--- Your task ---
Please restate each entry below, word for word.
====
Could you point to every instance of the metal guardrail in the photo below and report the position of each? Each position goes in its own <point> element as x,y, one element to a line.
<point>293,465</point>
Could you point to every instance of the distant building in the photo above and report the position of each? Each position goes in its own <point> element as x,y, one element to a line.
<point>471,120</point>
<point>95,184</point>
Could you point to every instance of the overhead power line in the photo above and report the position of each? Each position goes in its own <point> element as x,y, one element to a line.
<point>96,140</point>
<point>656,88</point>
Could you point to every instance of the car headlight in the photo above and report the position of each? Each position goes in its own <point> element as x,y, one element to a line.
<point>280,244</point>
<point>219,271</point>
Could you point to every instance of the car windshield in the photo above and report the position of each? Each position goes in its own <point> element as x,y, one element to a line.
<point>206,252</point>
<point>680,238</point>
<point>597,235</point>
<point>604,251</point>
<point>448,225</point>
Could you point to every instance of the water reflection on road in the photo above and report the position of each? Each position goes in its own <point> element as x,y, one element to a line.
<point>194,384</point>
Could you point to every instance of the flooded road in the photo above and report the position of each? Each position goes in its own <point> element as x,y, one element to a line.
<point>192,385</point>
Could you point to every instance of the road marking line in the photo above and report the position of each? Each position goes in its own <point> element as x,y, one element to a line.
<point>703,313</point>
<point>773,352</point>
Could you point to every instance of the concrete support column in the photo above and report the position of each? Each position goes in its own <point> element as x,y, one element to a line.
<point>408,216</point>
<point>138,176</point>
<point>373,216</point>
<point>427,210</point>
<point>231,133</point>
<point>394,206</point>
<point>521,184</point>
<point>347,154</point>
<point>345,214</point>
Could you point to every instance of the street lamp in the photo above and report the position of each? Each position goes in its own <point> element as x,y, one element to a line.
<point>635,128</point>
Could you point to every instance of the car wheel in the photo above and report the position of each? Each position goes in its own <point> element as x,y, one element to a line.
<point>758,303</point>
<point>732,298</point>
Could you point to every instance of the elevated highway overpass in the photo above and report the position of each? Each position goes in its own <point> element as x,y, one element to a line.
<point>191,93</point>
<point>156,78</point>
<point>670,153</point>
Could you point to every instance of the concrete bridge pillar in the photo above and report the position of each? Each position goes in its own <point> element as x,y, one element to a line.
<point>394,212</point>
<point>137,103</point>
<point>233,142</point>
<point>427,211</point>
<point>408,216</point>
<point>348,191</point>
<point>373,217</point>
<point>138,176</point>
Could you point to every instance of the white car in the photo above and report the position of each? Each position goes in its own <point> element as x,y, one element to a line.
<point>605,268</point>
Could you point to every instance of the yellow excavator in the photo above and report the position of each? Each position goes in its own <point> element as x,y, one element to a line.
====
--- Output below ---
Could you point to every instance of the metal guardrail in the photo below and report the position of each? Each position goes in its own <point> element as x,y, one element to a line.
<point>293,465</point>
Could you point to every instance of the distant building in the photo above and report the position of each? Each position goes in its own <point> element as x,y, one element to a line.
<point>471,120</point>
<point>95,184</point>
Could you point to every instance of the overhead power line in the photo above and report the position of each? Each position goes in its own <point> element as x,y, one element to a line.
<point>96,140</point>
<point>656,88</point>
Could you point to every instance of the car headlight in the photo above and report the position of each? Each position goes in its own <point> element as x,y, one element to a line.
<point>280,244</point>
<point>219,271</point>
Could you point to every instance of the car windshield in the photo above and report the position of each? Each position goes in its own <point> element as x,y, one element to a line.
<point>206,252</point>
<point>680,238</point>
<point>597,235</point>
<point>604,251</point>
<point>448,225</point>
Could you point to every instance of the water reflection on road in the photo above and report the position of each? Each position goes in its own <point> element as x,y, one element to a line.
<point>194,384</point>
Could you point to every instance of the flooded road in the photo above and report the position of each? Each position goes in its own <point> element as x,y, one element to a line.
<point>192,385</point>
Could you point to every instance of the road marking line in the photo above and report the position of each? Each position goes in its own <point> element as x,y, one element to a line.
<point>703,313</point>
<point>773,352</point>
Could you point to every instance of the concrete support column in the photo above and report the position of each? Each position goes in its own <point> element as x,y, one element to a line.
<point>408,216</point>
<point>138,176</point>
<point>373,216</point>
<point>427,210</point>
<point>231,133</point>
<point>394,206</point>
<point>521,184</point>
<point>347,154</point>
<point>345,214</point>
Could you point to every instance of the street lamp in the photo above and report the position of each? Each position goes in its own <point> element as x,y, one element to a line.
<point>635,128</point>
Could you point to every instance of the car wheel in the photo above and report the position of each? Each position goes in its own <point> element as x,y, one element to a line.
<point>758,303</point>
<point>732,298</point>
Could you point to every instance of the elevated highway overpass in the photo above and report the position of each? Each position goes in its own <point> element as x,y, one element to a line.
<point>191,93</point>
<point>156,78</point>
<point>670,153</point>
Could you point to every instance of the concrete bridge pillar in the photo above and report the position of each? Each position goes in its own <point> element as x,y, one element to a line.
<point>394,212</point>
<point>137,103</point>
<point>233,142</point>
<point>427,211</point>
<point>408,216</point>
<point>348,191</point>
<point>373,217</point>
<point>138,176</point>
Could you point to every instance of the white car in the photo above and report the position of each? Each position goes in its own <point> element as x,y, one element to a line.
<point>605,268</point>
Could you point to every instance of the yellow excavator in the photo above and report the position of each? Each position goes in its own <point> element as x,y, one element to a line.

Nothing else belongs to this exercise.